[TEXT SHOWN start]

Granted: Friday, January 5, 2007
Argument: Wednesday, April 18, 2007
Decision: Thursday, June 28, 2007
Issues: Criminal Procedure, Cruel and Unusual Punishment, Death Penalty

Advocates

Gregory W. Wiercioch (argued the cause for the Petitioner)
R. Ted Cruz (argued the cause for the Respondent)

Facts of the Case

Scott Louis Panetti was convicted of the murder of his wife's parents and sentenced to death. He petitioned for a writ of habeas corpus in federal District Court, claiming mental illness. The Supreme Court had ruled in Ford v. Wainwright that execution of the mentally ill is barred by the Eighth Amendment's prohibition on cruel and unusual punishment. A psychiatric evaluation found that Panetti believed that the State was "in league with the forces of evil" and was executing him in order to "prevent him from preaching the Gospel." However, doctors also found Panetti to be aware of his crime, of the fact that he was to be executed, and of the State's stated reason for executing him. The District Court concluded that he was sufficiently sane to be executed.

On appeal, the U.S. Court of Appeals for the Fifth Circuit affirmed the lower court. The Fifth Circuit rejected Panetti's argument that an inmate cannot be executed if he lacks a rational understanding of the State's motivation for the execution. The Court of Appeals instead relied on Justice Lewis Powell's concurrence in Ford, holding that an inmate need only have an awareness of the State's reason for execution, not necessarily a rational understanding of it.

Question

Does the Eighth Amendment permit the execution of an inmate who has a factual awareness of the State's stated reason for his execution, but who lacks, due to mental illness, a rational understanding of the State's justification?

Conclusion

Unanswered. In an opinion written by Justice Anthony Kennedy for a 5-4 majority, the Court held that the Fifth Circuit's analysis was too restrictive under Ford v. Wainwright, because it treated Panetti's mental condition as irrelevant as long as he had in some sense a factual awareness of the state's rationale. The Court rejected the state's arguments that the Court did not have jurisdiction and that the state court was entitled to deference under the Antiterrorism and Effective Death Penalty Act of 1996 (AEDPA). In doing so, the Court held that a prisoner may sometimes bring a habeas petition claiming mental incompetency even if he did not raise the claim in his first petition and that state courts can be held to have unreasonably applied a legal principle even if the principle was addressed to somewhat different facts than those of the case at hand. The state court had unreasonably applied Ford by failing to give Panetti a fair hearing to fully present his psychiatric evidence. The Court also ruled that the Fifth Circuit "rests on a flawed interpretation of Ford," because it failed to consider that Panetti's delusions may have prevented him from understanding the meaning of his punishment even though he professed to be aware of the facts. The Court did not undertake its own analysis of what kind of rational understanding the Eighth Amendment requires a death row inmate to have, saying, "Although we reject the standard followed by the Court of Appeals, we do not attempt to set down a rule governing all competency determinations." The Court expressed the hope that expert psychiatric evidence would shed light on which delusions might distort an inmate's sense of reality so much as to render him incompetent to be executed.

[TEXT SHOWN end]

▶ _PROBLEM TO WORK ON_
Reproduce the passage of the case summary on Panetti's competency to be executed word for word, starting with "On appeal, the" and ending after "understanding of it.".

[RECORD EXCERPTS start]

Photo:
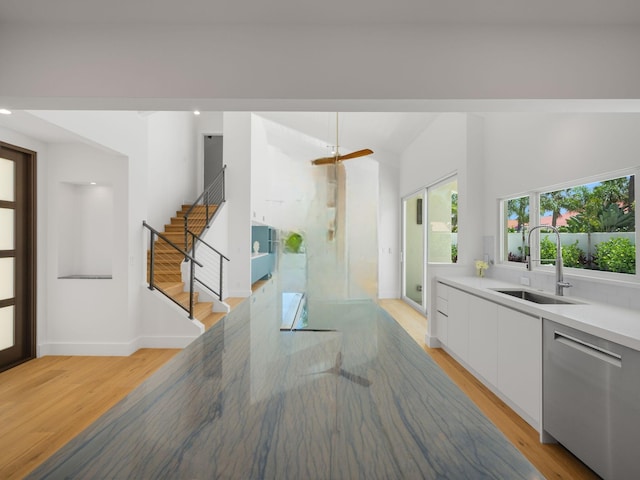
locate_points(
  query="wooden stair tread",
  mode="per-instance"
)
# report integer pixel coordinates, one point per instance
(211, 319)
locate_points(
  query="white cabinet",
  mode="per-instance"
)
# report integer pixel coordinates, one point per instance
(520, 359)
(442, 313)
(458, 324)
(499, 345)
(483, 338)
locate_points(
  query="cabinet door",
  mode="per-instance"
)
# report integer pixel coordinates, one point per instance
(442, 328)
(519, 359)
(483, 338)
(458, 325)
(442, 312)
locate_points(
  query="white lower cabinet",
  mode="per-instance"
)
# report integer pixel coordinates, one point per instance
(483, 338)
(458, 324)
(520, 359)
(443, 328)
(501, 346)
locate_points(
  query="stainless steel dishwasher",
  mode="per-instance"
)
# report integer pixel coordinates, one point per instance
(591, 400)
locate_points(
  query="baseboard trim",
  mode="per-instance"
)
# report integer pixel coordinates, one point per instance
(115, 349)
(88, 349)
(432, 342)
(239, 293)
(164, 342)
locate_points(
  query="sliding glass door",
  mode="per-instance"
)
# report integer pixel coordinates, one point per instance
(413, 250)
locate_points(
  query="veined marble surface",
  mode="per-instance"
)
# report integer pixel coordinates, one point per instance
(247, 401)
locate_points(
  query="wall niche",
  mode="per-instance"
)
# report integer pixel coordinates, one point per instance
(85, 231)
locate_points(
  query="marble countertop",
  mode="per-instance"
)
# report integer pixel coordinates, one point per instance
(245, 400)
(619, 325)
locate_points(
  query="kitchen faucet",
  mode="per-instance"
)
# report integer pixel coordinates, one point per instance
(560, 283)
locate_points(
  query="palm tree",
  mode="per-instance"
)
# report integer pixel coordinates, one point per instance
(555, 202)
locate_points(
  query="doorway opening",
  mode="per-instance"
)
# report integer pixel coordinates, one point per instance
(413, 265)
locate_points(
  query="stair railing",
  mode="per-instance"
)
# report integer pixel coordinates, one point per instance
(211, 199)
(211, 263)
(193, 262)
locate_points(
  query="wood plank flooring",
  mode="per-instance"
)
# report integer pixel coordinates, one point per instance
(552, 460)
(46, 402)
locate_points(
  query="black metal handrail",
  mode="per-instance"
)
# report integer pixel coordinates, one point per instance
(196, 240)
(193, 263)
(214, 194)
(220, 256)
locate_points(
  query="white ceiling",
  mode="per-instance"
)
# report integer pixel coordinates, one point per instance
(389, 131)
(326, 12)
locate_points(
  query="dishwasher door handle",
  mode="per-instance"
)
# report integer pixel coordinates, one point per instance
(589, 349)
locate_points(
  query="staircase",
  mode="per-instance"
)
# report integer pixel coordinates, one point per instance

[RECORD EXCERPTS end]

▶ _SOLUTION BELOW_
On appeal, the U.S. Court of Appeals for the Fifth Circuit affirmed the lower court. The Fifth Circuit rejected Panetti's argument that an inmate cannot be executed if he lacks a rational understanding of the State's motivation for the execution. The Court of Appeals instead relied on Justice Lewis Powell's concurrence in Ford, holding that an inmate need only have an awareness of the State's reason for execution, not necessarily a rational understanding of it.